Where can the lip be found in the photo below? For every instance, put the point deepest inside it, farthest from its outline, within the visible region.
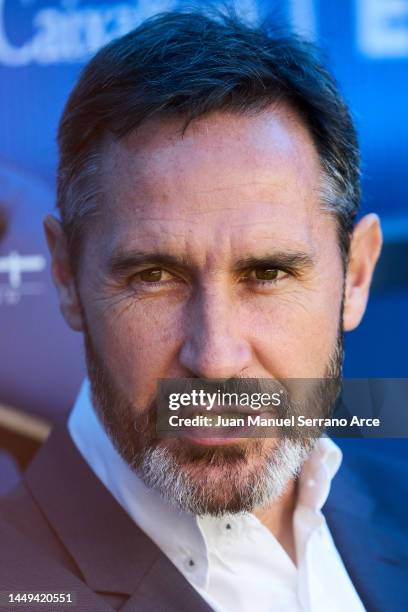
(199, 435)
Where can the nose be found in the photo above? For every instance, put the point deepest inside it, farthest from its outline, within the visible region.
(214, 345)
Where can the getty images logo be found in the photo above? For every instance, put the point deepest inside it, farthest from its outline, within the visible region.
(14, 266)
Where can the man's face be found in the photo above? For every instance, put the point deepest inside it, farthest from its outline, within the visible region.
(211, 258)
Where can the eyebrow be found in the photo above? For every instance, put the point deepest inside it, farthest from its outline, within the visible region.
(121, 263)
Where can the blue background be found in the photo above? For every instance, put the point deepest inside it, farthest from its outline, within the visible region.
(43, 46)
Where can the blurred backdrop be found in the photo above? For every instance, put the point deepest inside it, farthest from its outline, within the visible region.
(43, 46)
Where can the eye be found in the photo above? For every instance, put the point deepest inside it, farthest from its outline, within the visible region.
(266, 275)
(153, 275)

◇ ◇ ◇ ◇ ◇

WORK INSTRUCTIONS
Extract every line above word for word, omitting the pictures.

SOLUTION BELOW
Where can the lip be found in the photo below? For every instance, put the point deepest inside it, farthest from its outline, within the visible region.
(199, 435)
Where can the nose be found in the photo above? For every instance, put the point deepest inside it, farthest from its outline, within the visible region.
(214, 345)
Where can the getty images logo be found in the photo above? For every instance, put the point deepest inside it, farthest from its outline, within the visible region.
(14, 266)
Where can the man's face be found in the photo above? For every instance, put the point deepest inside it, farthest from its outline, within the visible region.
(211, 258)
Where can the eyebrow be found in the photo above? For every instance, put the point deepest inside it, farthest from its outline, within the visible region.
(121, 263)
Where can the blue background be found in the photo above? For every instance, put the point deepest inside it, farthest from its outline, within the visible region.
(43, 46)
Where can the blurred backdrop be found in the photo above? For every instance, put the point deepest inside it, farthest from its outline, within the visible region.
(43, 46)
Where can the eye be found in the photo above? For every instance, put the point deepest inside it, farthest from its outline, within the visible region.
(266, 275)
(153, 275)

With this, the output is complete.